## EXERCISE PROMPT
The required output is the line that contains "of the forest" plus every line after it in the listing below, copied exactly as it appears.

[Entries from a pointing dataset]

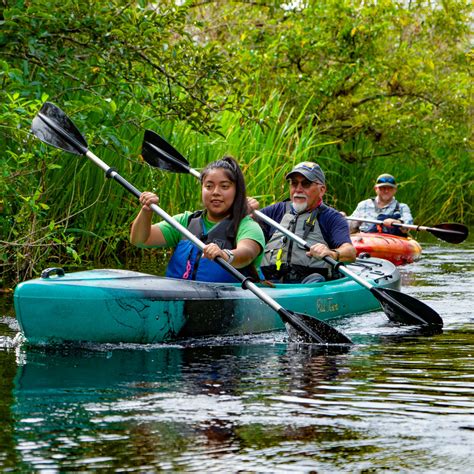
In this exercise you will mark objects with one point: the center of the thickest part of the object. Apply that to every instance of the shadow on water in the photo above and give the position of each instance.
(166, 400)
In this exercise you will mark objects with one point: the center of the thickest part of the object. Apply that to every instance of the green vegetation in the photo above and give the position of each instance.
(361, 87)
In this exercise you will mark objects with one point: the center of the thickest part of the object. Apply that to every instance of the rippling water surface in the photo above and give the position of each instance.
(398, 400)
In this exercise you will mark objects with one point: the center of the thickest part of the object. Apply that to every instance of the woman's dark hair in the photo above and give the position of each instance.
(239, 208)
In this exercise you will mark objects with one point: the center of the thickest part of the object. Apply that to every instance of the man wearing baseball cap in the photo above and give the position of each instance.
(304, 213)
(383, 207)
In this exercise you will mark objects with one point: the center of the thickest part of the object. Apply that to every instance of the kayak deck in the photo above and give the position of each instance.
(112, 306)
(398, 250)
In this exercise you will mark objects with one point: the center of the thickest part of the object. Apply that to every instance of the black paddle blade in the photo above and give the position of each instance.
(304, 328)
(52, 126)
(450, 232)
(157, 152)
(403, 309)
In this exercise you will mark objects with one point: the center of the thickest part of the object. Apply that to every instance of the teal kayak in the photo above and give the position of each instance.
(121, 306)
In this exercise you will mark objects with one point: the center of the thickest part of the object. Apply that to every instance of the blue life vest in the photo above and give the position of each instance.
(187, 262)
(387, 230)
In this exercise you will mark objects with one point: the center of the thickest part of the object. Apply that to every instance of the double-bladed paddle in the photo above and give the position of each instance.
(398, 307)
(52, 126)
(448, 231)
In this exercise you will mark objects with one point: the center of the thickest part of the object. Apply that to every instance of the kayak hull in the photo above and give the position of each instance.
(398, 250)
(120, 306)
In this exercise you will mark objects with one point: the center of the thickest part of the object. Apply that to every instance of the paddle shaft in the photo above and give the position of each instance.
(283, 230)
(397, 306)
(407, 226)
(268, 220)
(246, 282)
(337, 265)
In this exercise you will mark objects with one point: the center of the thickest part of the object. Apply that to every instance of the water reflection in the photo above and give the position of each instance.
(168, 400)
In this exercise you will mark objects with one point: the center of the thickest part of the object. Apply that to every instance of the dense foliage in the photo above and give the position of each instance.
(363, 87)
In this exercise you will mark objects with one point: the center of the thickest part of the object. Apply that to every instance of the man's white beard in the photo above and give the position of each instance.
(299, 207)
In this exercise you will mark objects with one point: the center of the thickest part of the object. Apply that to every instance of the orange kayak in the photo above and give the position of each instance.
(399, 250)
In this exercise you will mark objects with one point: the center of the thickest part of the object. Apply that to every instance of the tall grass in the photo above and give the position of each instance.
(88, 219)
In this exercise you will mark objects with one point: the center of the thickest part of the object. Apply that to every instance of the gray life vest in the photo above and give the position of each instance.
(282, 254)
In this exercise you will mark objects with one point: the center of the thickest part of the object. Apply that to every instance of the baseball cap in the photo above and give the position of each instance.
(311, 171)
(386, 180)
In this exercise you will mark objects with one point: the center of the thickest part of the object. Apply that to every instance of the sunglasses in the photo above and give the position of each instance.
(389, 180)
(305, 183)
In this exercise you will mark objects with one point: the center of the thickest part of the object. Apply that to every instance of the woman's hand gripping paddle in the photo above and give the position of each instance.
(398, 307)
(52, 126)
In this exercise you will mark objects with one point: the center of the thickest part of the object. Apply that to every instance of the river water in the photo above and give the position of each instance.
(397, 400)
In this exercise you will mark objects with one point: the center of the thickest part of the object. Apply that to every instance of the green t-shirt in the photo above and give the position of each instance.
(248, 229)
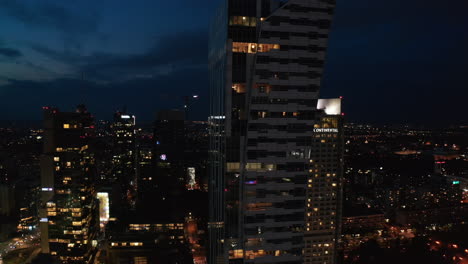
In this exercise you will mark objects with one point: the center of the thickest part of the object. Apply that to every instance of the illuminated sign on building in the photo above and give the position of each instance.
(103, 206)
(326, 130)
(330, 106)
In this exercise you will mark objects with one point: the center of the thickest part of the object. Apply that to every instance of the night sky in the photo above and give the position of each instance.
(394, 61)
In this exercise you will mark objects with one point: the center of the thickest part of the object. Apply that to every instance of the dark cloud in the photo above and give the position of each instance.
(142, 97)
(184, 50)
(10, 53)
(400, 61)
(49, 15)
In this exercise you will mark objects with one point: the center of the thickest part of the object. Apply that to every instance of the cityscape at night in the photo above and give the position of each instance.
(233, 132)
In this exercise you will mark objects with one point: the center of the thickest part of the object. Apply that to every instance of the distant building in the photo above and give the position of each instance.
(169, 148)
(69, 209)
(124, 156)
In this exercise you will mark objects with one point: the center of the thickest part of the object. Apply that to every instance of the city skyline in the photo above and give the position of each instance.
(367, 41)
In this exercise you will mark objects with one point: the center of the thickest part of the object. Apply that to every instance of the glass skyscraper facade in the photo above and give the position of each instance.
(69, 209)
(274, 195)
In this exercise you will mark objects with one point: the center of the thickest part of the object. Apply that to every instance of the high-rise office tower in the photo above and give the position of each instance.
(274, 197)
(69, 208)
(124, 158)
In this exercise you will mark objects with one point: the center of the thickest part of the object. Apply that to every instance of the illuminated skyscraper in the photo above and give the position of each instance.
(69, 209)
(274, 196)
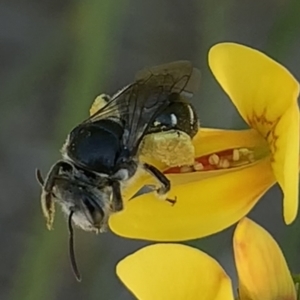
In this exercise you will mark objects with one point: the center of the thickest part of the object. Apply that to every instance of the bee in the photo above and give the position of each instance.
(102, 154)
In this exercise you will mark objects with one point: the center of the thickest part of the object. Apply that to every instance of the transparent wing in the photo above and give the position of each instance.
(138, 104)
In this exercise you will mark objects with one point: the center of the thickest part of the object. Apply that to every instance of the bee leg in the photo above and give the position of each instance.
(47, 195)
(117, 200)
(163, 180)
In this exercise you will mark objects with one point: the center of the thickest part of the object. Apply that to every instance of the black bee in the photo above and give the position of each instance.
(102, 153)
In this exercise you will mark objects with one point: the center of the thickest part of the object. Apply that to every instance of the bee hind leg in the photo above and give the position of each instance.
(117, 200)
(47, 201)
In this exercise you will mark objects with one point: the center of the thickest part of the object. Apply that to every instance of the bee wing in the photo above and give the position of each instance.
(138, 104)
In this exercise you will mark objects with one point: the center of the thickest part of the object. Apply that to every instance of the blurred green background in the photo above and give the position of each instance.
(56, 57)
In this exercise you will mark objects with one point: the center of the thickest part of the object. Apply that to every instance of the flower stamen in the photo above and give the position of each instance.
(226, 159)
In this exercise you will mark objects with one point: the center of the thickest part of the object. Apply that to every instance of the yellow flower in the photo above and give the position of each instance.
(177, 272)
(236, 167)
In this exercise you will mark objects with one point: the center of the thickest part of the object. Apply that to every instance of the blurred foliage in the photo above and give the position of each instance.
(56, 58)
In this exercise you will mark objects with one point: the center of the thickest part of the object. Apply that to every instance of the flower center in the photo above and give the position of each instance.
(226, 159)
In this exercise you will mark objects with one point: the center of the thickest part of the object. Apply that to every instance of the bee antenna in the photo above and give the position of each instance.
(39, 177)
(71, 248)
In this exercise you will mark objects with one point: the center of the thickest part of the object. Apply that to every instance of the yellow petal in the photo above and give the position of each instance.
(260, 88)
(170, 271)
(285, 148)
(262, 270)
(265, 94)
(204, 206)
(207, 141)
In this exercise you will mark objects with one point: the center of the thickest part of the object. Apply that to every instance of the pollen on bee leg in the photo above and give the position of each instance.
(213, 159)
(235, 155)
(224, 163)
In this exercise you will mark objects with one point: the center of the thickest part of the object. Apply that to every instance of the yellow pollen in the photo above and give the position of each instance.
(186, 169)
(224, 163)
(235, 155)
(225, 159)
(214, 159)
(198, 166)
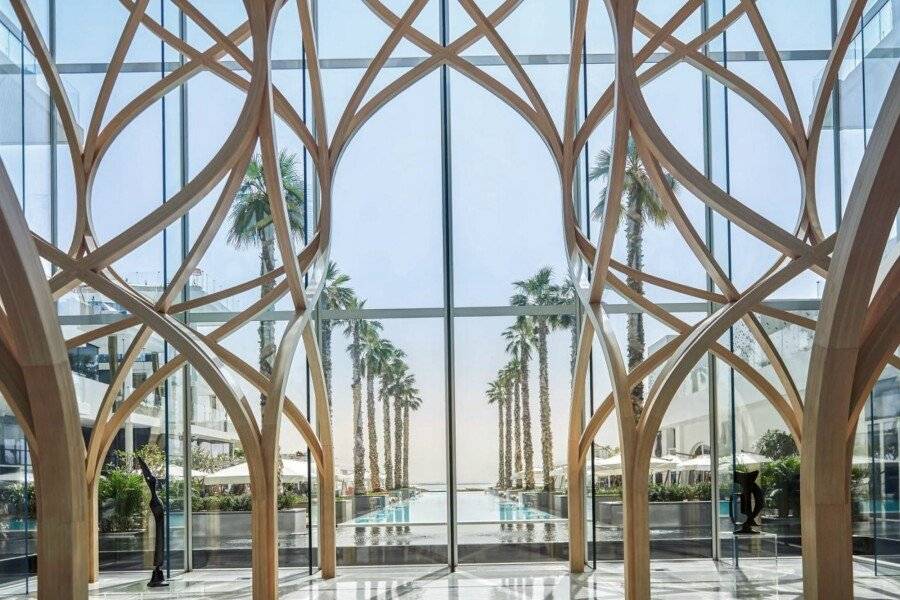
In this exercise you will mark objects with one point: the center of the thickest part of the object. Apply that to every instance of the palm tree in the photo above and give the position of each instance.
(520, 341)
(392, 370)
(508, 380)
(412, 401)
(403, 381)
(354, 330)
(512, 374)
(375, 351)
(642, 203)
(495, 395)
(251, 225)
(566, 295)
(539, 290)
(336, 294)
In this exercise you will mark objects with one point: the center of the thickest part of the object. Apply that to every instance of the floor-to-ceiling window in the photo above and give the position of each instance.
(447, 321)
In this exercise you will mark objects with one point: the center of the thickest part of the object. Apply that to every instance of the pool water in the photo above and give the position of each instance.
(471, 507)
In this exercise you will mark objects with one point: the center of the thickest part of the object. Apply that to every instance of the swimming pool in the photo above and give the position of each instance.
(430, 508)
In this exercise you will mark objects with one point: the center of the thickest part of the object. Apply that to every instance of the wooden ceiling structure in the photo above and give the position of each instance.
(856, 336)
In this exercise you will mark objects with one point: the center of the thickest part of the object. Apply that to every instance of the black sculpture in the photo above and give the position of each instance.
(157, 579)
(751, 499)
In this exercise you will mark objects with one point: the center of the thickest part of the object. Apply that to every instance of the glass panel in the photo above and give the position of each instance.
(389, 437)
(513, 389)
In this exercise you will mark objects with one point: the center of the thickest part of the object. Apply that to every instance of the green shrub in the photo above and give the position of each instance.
(289, 499)
(780, 482)
(122, 496)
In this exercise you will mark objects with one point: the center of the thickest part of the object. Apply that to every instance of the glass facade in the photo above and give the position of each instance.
(447, 326)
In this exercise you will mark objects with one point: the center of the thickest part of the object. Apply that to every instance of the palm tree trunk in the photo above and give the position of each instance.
(507, 454)
(398, 444)
(544, 392)
(406, 445)
(500, 438)
(374, 468)
(573, 348)
(325, 343)
(266, 328)
(517, 424)
(359, 452)
(528, 450)
(386, 412)
(634, 239)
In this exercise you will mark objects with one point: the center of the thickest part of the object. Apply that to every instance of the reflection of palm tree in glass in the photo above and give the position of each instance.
(336, 295)
(251, 225)
(539, 290)
(495, 395)
(642, 203)
(520, 341)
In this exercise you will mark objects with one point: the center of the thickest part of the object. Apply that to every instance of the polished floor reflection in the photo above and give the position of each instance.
(695, 579)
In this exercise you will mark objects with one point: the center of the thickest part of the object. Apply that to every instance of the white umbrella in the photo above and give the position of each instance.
(744, 459)
(698, 463)
(613, 465)
(293, 471)
(176, 472)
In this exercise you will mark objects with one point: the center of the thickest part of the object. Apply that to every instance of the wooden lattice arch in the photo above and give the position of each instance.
(89, 260)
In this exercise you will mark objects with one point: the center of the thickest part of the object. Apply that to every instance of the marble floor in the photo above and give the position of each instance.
(694, 579)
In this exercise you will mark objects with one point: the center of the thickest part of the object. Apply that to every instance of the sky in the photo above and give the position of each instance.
(388, 194)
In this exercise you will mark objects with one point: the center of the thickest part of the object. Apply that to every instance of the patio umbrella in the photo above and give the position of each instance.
(613, 465)
(698, 463)
(744, 459)
(293, 471)
(176, 472)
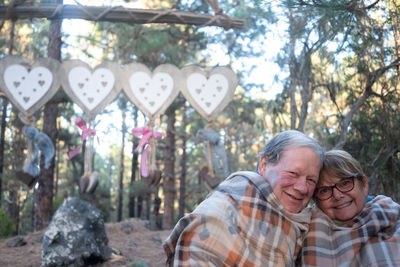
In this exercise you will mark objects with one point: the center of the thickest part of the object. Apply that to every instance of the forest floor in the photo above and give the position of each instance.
(141, 244)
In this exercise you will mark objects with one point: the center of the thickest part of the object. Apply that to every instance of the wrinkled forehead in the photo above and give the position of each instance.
(328, 178)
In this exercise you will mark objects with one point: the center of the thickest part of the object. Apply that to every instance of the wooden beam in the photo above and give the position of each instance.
(116, 14)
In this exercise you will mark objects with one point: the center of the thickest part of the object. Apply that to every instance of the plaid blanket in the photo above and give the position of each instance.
(371, 239)
(241, 223)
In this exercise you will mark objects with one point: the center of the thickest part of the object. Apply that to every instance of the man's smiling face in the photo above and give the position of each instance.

## EXERCISE RESPONSE
In this exercise you will mark objects with one point: the center of the thickest part of the object. Apply that to every instance of the forest floor in the photo above and give the position of each instance.
(141, 244)
In this exercise you will mark objects with one point: the center of the thickest part of the object. Apply that to every instance of the wrinkled forehead in the photo above and give the position of each instance.
(328, 178)
In this exercise you will mark objects with one point: the center of the thickest part of the object. Apply that to every instance of the wooden beam in the photo above and give the position of each instance.
(116, 14)
In this exercise you will mark objects with one point: the center of the thickest part of the object. Apply that to every instance of the plaid blanket in the photo above and give the position of each instance.
(371, 239)
(241, 223)
In this exercise you will mark objects with one point: the center of the thickest part of the object. Apply that to every instance of the man's smiling face in the photo above and give the position of each instance.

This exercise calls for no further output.